QUOTED TEXT:
╭──

Parker (R) Taylor Hackford adapts Donald Westlake’s novel about a betrayed thief (Jason Statham) who seeks revenge on the former cohorts who sold him out. Also with Jennifer Lopez, Michael Chiklis, Wendell Pierce, Clifton Collins Jr., Bobby Cannavale, Patti LuPone, and Nick Nolte. (Opens Friday)

West of Memphis (R) This documentary by Amy Berg (Deliver Us From Evil) examines the failure of justice in the West Memphis Three murder case. (Opens Friday in Dallas)

╰──

GIVEN REQUEST:
Rewrite the film listings, everything from "Parker (R) Taylor" down to "Friday in Dallas)", putting "Saturday" in place of "Friday".

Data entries
╭──

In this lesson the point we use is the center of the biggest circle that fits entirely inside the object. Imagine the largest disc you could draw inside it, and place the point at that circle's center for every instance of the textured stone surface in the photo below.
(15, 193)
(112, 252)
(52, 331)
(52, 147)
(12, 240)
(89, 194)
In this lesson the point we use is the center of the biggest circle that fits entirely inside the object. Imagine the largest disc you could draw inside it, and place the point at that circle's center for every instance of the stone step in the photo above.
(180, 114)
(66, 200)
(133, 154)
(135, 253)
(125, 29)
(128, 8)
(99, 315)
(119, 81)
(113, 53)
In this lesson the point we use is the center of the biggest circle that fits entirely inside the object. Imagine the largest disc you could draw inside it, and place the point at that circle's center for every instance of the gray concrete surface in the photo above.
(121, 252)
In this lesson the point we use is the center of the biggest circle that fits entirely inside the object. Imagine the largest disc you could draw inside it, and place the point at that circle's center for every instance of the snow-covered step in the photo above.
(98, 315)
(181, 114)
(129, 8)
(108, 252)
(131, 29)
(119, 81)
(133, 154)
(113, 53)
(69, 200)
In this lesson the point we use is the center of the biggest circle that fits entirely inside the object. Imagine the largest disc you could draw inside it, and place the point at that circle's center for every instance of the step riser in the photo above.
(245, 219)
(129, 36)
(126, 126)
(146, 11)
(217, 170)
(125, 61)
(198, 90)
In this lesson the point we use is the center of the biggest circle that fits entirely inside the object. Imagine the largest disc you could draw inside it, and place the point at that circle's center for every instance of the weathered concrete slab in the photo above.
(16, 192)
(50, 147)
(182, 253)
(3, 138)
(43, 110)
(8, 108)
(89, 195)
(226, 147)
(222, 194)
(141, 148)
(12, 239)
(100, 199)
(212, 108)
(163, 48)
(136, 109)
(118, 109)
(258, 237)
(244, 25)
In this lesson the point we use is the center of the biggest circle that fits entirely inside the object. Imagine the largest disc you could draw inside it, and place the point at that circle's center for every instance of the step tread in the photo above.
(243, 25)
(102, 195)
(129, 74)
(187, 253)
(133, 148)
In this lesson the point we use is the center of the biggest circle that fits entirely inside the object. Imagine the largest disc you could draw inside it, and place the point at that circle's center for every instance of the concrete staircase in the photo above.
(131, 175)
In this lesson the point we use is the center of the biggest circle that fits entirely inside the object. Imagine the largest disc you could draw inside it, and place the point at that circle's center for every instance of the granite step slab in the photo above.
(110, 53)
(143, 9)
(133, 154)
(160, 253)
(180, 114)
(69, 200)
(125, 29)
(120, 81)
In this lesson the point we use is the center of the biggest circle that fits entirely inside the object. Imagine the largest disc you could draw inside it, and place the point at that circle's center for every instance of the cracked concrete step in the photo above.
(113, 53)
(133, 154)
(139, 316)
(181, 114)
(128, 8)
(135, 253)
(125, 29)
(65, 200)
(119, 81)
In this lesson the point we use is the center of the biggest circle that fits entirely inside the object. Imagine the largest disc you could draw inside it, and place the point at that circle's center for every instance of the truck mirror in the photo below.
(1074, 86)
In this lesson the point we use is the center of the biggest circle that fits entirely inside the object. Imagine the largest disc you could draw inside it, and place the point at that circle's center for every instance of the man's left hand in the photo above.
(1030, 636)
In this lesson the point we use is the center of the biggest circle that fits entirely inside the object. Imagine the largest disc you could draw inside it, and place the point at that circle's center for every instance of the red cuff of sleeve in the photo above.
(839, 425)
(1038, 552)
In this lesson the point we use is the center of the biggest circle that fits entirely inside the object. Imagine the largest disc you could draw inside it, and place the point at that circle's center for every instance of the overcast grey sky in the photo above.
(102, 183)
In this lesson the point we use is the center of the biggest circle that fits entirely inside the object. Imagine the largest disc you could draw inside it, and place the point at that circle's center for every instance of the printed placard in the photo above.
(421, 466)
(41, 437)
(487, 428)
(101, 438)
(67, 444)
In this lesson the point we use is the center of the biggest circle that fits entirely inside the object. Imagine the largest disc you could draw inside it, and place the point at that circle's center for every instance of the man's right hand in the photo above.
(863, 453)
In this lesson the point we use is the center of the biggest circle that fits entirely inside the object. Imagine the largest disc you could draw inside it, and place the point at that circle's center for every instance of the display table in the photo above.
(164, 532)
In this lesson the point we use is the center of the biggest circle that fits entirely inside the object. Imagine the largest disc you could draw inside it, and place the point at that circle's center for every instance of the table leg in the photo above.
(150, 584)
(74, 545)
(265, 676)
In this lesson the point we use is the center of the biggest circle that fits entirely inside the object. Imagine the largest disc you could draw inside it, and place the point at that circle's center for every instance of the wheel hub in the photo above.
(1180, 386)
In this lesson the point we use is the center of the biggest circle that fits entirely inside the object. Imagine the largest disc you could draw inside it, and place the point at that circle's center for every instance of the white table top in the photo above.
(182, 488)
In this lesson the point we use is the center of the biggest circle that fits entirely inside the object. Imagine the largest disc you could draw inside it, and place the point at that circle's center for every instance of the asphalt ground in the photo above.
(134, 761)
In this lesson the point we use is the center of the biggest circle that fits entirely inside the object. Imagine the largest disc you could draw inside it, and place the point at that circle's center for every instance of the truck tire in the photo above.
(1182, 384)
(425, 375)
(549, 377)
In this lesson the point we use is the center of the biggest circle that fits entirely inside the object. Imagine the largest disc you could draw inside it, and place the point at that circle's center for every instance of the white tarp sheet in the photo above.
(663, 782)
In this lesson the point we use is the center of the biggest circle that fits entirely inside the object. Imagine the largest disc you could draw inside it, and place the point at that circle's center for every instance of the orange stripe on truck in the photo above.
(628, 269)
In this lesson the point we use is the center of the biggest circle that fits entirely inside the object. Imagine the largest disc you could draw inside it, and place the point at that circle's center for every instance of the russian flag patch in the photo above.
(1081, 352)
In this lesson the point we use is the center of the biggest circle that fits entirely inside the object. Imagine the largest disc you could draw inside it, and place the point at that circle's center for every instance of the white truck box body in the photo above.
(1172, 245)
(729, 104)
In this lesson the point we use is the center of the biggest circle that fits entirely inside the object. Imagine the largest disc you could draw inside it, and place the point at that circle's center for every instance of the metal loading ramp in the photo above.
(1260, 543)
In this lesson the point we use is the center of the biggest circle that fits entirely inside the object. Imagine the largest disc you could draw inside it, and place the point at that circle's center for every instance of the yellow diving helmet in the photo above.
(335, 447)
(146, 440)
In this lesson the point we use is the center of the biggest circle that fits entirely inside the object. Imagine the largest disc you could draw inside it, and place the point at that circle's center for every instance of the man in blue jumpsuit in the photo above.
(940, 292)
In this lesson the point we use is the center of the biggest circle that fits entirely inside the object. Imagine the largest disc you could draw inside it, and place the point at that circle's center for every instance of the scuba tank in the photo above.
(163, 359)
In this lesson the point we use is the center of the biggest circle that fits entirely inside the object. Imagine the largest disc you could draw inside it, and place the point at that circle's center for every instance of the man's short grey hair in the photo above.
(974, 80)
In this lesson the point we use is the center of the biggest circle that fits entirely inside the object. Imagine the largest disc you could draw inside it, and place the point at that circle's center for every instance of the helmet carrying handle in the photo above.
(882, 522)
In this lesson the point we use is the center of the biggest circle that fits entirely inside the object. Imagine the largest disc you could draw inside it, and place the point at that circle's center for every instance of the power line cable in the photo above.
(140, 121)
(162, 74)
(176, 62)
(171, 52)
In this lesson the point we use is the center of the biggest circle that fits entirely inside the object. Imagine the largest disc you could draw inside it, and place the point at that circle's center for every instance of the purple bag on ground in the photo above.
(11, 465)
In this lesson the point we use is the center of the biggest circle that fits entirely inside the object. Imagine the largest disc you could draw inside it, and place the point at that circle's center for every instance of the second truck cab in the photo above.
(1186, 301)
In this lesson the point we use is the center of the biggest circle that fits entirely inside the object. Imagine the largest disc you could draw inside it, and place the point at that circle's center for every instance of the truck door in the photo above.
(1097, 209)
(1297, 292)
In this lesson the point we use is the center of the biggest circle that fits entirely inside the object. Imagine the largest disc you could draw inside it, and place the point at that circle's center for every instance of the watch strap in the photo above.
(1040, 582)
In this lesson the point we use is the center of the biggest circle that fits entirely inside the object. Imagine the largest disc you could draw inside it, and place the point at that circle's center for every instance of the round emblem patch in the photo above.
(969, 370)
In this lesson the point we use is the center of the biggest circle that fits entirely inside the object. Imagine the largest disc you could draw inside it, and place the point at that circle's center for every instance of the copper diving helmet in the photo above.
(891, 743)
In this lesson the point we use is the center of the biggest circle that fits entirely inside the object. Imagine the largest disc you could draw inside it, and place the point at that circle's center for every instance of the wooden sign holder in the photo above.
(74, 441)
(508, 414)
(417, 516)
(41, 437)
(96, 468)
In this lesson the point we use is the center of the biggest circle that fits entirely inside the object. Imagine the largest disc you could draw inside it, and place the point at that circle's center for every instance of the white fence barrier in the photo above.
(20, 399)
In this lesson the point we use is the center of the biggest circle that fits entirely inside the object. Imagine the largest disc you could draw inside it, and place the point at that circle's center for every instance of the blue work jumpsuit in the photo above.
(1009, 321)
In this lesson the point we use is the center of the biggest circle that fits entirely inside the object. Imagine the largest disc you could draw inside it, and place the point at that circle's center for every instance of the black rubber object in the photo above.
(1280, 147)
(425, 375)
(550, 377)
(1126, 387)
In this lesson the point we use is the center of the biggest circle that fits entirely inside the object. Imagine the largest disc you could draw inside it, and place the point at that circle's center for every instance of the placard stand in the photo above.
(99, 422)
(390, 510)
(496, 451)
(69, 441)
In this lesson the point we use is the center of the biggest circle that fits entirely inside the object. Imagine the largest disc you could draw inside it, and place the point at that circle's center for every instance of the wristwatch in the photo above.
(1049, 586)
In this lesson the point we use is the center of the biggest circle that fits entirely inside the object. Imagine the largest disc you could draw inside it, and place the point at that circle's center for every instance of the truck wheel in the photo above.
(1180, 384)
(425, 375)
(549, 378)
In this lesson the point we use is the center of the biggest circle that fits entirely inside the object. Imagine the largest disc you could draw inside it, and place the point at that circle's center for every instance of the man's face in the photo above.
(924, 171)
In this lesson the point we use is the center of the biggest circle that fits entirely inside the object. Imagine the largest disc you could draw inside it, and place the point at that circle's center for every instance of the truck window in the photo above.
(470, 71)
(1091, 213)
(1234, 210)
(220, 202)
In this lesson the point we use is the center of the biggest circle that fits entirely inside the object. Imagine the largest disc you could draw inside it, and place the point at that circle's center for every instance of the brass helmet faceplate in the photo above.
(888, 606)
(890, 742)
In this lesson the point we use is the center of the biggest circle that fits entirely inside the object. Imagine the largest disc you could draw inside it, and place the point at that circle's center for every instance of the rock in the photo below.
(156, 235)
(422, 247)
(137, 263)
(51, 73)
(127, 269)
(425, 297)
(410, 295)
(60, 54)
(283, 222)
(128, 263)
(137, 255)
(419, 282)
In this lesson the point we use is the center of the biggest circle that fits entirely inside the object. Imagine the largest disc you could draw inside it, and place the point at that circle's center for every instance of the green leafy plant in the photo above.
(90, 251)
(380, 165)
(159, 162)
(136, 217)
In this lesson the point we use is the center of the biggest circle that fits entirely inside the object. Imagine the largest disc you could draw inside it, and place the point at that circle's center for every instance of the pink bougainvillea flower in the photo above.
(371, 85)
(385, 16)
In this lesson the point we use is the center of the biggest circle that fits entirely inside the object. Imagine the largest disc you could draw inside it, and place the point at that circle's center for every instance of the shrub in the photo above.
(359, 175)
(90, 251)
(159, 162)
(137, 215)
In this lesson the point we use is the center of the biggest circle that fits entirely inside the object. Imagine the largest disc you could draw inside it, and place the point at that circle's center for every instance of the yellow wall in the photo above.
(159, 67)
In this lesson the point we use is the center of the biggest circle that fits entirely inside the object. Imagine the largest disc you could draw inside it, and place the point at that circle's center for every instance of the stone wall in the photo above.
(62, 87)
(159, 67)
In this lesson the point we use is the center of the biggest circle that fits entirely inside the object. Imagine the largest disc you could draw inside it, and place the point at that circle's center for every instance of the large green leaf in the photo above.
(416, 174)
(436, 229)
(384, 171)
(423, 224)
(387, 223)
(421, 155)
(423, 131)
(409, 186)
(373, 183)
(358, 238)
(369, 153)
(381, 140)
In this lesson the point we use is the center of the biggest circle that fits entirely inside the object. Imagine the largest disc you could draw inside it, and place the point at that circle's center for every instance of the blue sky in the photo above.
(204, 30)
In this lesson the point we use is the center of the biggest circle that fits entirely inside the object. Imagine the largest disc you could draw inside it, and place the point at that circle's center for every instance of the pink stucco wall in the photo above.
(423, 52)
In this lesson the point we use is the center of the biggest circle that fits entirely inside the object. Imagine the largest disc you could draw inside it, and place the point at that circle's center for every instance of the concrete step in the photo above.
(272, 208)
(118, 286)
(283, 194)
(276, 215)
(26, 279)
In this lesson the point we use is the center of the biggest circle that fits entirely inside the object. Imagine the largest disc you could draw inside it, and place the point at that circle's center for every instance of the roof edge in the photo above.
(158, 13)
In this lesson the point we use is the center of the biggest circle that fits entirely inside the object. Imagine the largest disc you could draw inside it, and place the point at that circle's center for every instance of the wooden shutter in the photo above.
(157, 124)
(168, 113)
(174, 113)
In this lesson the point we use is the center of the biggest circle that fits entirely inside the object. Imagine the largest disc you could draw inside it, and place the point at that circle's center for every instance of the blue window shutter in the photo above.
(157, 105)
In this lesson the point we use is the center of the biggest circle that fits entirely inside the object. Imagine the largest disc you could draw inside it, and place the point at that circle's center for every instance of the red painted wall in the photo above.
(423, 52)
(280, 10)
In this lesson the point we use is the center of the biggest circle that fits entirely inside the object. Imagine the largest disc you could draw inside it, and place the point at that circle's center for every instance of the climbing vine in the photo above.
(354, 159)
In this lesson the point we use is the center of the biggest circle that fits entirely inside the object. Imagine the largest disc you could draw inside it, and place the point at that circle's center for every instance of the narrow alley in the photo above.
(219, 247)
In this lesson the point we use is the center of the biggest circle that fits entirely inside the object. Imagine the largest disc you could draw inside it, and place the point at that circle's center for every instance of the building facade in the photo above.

╰──

TASK SOLUTION:
Parker (R) Taylor Hackford adapts Donald Westlake’s novel about a betrayed thief (Jason Statham) who seeks revenge on the former cohorts who sold him out. Also with Jennifer Lopez, Michael Chiklis, Wendell Pierce, Clifton Collins Jr., Bobby Cannavale, Patti LuPone, and Nick Nolte. (Opens Saturday)

West of Memphis (R) This documentary by Amy Berg (Deliver Us From Evil) examines the failure of justice in the West Memphis Three murder case. (Opens Saturday in Dallas)